To do:
Present every line of the rows below as a JSON list of strings, with one string per line and blank lines omitted.

──────── Supplied information

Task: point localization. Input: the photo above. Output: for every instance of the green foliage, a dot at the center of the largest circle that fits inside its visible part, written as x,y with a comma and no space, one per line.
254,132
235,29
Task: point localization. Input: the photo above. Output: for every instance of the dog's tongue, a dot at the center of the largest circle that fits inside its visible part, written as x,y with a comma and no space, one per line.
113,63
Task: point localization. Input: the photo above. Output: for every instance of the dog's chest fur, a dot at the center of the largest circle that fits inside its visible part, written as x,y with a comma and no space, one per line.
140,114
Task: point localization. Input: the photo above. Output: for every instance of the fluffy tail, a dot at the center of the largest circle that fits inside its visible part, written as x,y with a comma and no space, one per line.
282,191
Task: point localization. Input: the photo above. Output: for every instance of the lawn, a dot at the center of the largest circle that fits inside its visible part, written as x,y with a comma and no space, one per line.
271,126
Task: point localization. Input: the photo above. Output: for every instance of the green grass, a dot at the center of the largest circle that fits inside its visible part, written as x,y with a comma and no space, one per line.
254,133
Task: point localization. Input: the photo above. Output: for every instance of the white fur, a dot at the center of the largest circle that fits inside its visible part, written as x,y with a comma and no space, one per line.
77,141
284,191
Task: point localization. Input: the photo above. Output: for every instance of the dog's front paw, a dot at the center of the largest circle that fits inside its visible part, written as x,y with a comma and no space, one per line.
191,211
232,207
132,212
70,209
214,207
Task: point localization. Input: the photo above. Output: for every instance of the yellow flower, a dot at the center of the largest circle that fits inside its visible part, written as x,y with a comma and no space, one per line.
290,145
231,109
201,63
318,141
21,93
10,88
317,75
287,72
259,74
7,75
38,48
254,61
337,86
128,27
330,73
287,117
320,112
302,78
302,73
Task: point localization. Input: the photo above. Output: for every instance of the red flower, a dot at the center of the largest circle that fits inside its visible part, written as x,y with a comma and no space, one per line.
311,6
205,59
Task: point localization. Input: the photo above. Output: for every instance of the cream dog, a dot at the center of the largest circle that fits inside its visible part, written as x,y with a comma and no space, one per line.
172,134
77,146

────────────────

The solution:
[
  "Task: point localization. Input: the photo above. Output: for every instance of the green foliage, a dot at the center of the largest circle that fits inside its visible part, written as x,y with a comma and no space, one per line.",
  "254,132",
  "235,29",
  "Task: point localization. Input: the photo above. Output: for every instance of the dog's tongue, a dot at the center of the largest circle that fits inside its visible part, written as x,y with a comma and no space, one per line.",
  "113,63",
  "Task: point localization. Input: the photo above. Output: for every instance of the dog's chest fur, a dot at the center of the largest circle that fits inside its visible part, written as x,y with a comma and no space, one per line.",
  "140,114",
  "Task: point localization. Input: the photo above. Output: for every instance of the fluffy tail, a dot at the center of the largest circle that fits inside its visible part, written as x,y with a comma and no space, one per line.",
  "282,191",
  "Task: point localization. Input: the photo above. Output: for every instance of the lawn, a dot at the center of the largest circle that fits inside its visible part, written as x,y with a comma and no space, one per line.",
  "271,126",
  "Task: point localization. Input: the photo above. Output: for every instance of the green grass, a dot at the center of the largest circle that fits inside its visible part, written as x,y with a comma and no space, one per line.",
  "254,133",
  "Task: point localization. Input: the photo above. Output: for every instance of the white fur, a dot at the center of the largest circle that fits inside its visible part, written as x,y with a comma and no space, one per line.",
  "77,141",
  "284,191",
  "Task: point localization. Input: the photo above. Output: for every instance of the dog's front paw, a dot at the center of the largest circle that fits inside its visible part, written as x,y with a comma and no space, one per line.",
  "191,211",
  "232,207",
  "132,212",
  "70,209",
  "214,207",
  "Task: point localization. Input: the photo above. Output: for every instance of the yellow flower, a dot at the center of the largest circle that fits inside its visible part, written as x,y with a comma and no space, one per line.",
  "290,145",
  "231,109",
  "201,63",
  "318,141",
  "21,93",
  "10,88",
  "317,75",
  "287,72",
  "259,74",
  "7,75",
  "38,48",
  "254,61",
  "337,86",
  "128,27",
  "330,73",
  "287,117",
  "320,112",
  "302,78",
  "302,73",
  "Task: point localization. Input: the photo above. Output: for every instance of the red flower, a dot at the center of the largest circle that fits inside its visible part, written as x,y with a comma and no space, one per line.",
  "311,6",
  "205,59",
  "Task: point localization. Input: the photo above. Output: for every instance of the cream dog, a dot at the center of the largest circle that fits inside its visible part, written as x,y with a comma and no space, one per line.",
  "172,134",
  "77,146"
]